=== Section Start ===

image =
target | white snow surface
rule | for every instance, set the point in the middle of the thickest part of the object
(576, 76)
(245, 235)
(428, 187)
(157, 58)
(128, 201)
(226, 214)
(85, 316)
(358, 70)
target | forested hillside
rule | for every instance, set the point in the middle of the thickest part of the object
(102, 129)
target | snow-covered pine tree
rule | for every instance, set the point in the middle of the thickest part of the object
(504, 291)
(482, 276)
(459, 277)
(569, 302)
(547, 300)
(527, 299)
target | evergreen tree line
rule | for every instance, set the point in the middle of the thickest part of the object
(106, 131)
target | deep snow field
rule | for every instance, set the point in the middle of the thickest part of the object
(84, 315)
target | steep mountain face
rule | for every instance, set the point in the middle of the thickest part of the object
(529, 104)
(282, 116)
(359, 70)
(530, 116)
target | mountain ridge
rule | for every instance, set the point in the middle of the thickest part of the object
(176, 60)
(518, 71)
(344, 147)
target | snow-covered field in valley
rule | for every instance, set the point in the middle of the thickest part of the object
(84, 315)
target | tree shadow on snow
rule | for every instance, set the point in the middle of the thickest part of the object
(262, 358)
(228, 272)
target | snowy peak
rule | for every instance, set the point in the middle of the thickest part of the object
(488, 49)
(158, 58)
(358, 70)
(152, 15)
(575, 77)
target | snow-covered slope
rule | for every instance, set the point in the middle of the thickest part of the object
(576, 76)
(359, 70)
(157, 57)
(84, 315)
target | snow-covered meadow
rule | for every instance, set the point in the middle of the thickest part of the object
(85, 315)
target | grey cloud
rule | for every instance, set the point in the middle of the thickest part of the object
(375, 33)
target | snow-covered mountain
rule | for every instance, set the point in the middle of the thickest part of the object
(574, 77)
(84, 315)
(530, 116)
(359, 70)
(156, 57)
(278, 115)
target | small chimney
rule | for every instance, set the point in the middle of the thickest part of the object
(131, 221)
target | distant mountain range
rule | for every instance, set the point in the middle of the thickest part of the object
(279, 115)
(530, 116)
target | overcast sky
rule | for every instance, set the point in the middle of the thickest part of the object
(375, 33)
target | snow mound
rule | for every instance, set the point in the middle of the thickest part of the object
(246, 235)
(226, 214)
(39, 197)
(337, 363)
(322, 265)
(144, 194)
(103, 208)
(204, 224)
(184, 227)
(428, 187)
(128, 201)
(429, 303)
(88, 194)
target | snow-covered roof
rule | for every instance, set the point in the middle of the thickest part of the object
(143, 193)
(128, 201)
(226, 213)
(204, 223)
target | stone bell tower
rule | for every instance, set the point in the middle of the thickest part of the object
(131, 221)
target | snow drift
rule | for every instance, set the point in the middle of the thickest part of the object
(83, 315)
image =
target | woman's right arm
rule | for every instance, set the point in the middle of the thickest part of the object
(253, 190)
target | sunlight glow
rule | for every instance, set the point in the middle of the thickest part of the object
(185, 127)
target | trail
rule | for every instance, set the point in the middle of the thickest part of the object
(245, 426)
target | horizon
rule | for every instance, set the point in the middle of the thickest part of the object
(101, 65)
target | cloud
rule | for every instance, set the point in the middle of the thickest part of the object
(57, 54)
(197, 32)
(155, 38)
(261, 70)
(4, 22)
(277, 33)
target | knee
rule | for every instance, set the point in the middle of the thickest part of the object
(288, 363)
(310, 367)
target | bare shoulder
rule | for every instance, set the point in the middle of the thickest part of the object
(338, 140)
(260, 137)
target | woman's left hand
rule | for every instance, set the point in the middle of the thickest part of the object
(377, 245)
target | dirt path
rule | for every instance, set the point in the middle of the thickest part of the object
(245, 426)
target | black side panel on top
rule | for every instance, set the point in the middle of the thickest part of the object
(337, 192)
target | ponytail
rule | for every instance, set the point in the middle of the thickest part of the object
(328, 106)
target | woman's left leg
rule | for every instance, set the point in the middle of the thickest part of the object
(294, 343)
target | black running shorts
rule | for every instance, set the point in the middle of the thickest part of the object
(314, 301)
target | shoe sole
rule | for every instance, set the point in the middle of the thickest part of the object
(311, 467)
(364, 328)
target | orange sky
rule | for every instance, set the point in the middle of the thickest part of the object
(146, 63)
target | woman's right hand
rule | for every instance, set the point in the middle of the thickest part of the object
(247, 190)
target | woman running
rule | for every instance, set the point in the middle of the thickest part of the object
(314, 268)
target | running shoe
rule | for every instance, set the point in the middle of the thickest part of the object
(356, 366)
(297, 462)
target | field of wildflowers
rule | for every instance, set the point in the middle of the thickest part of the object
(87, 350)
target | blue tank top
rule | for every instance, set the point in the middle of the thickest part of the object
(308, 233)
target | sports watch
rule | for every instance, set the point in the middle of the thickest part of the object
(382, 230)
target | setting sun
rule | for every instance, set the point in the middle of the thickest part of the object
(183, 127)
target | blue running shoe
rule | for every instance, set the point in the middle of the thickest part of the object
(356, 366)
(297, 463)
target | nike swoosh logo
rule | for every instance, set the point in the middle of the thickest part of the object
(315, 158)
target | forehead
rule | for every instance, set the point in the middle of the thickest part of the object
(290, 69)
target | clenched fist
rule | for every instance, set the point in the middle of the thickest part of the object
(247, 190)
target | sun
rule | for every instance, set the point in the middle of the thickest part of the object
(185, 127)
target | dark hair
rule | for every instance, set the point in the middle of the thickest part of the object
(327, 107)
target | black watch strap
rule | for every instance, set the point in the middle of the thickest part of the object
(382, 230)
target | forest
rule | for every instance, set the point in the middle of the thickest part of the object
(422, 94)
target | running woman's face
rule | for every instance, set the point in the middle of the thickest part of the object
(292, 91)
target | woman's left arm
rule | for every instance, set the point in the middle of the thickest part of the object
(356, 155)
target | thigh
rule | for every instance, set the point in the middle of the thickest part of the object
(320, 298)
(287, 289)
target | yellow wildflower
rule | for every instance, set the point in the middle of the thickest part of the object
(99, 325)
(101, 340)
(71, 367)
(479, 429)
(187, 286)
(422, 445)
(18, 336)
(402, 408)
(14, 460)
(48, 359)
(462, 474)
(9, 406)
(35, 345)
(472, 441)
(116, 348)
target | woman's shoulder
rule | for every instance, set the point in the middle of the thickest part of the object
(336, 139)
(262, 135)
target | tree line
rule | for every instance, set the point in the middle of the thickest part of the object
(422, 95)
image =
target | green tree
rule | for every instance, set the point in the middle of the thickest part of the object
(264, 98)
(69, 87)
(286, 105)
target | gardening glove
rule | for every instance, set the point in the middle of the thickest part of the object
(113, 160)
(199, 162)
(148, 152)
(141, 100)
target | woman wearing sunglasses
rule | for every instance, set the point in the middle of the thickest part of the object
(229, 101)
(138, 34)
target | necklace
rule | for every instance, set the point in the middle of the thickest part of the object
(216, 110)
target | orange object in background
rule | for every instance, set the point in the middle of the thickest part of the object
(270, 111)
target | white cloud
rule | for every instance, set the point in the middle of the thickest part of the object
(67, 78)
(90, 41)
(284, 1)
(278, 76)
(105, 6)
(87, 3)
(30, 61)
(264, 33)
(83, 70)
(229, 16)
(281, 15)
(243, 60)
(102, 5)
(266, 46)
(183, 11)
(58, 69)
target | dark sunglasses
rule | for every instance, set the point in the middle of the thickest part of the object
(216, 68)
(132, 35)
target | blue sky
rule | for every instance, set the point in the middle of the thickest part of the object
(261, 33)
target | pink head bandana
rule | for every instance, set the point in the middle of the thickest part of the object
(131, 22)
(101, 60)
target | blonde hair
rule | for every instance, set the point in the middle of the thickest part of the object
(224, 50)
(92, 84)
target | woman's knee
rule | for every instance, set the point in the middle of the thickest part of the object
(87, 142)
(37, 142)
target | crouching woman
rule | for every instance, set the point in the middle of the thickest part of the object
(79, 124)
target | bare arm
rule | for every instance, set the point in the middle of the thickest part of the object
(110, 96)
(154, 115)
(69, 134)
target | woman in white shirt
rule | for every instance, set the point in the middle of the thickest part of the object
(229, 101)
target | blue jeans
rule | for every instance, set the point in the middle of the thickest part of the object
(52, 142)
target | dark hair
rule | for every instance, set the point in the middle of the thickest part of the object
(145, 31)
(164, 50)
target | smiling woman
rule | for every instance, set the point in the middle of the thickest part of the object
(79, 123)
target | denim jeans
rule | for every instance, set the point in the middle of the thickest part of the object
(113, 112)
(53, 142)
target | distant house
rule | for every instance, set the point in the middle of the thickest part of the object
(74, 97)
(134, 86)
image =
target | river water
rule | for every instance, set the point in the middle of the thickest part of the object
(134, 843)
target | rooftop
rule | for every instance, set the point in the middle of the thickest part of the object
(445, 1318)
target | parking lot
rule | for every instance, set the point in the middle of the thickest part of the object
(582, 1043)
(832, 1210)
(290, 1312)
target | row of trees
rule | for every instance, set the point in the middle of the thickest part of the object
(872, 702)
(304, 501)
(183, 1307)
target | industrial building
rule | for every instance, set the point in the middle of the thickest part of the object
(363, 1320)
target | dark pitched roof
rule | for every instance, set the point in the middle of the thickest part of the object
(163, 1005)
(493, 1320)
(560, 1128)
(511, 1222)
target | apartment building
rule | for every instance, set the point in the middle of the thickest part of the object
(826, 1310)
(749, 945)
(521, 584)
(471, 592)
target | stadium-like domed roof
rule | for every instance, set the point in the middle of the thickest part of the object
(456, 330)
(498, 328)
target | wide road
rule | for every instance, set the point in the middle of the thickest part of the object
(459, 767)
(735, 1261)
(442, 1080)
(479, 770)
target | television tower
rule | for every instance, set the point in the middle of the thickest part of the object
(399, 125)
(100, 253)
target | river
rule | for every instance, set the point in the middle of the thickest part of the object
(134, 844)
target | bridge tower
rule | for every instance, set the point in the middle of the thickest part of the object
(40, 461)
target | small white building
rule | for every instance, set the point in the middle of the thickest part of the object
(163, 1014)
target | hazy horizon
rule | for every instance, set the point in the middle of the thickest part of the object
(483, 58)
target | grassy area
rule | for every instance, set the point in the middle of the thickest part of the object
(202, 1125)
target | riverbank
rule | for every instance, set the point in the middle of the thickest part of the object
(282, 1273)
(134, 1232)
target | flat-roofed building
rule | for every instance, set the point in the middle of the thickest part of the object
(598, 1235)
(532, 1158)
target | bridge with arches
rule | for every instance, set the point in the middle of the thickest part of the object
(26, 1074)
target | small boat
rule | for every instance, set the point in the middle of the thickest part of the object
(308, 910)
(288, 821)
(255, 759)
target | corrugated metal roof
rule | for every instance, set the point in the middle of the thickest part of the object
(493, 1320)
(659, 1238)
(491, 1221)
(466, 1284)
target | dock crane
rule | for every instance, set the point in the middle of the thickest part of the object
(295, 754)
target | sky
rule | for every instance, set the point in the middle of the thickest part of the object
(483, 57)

=== Section End ===

**ABOUT THIS EXERCISE:**
Could you reproduce, exactly, every line above from the line with "target | woman's left hand" to the line with "target | ponytail", and no other line? Both ends count.

**ANSWER AREA:**
target | woman's left hand
rule | for every instance, set the point in the middle of the thickest part of the object
(377, 245)
target | dirt path
rule | for every instance, set the point in the middle of the thickest part of the object
(245, 426)
target | black side panel on top
rule | for every instance, set the point in the middle of the thickest part of the object
(337, 192)
target | ponytail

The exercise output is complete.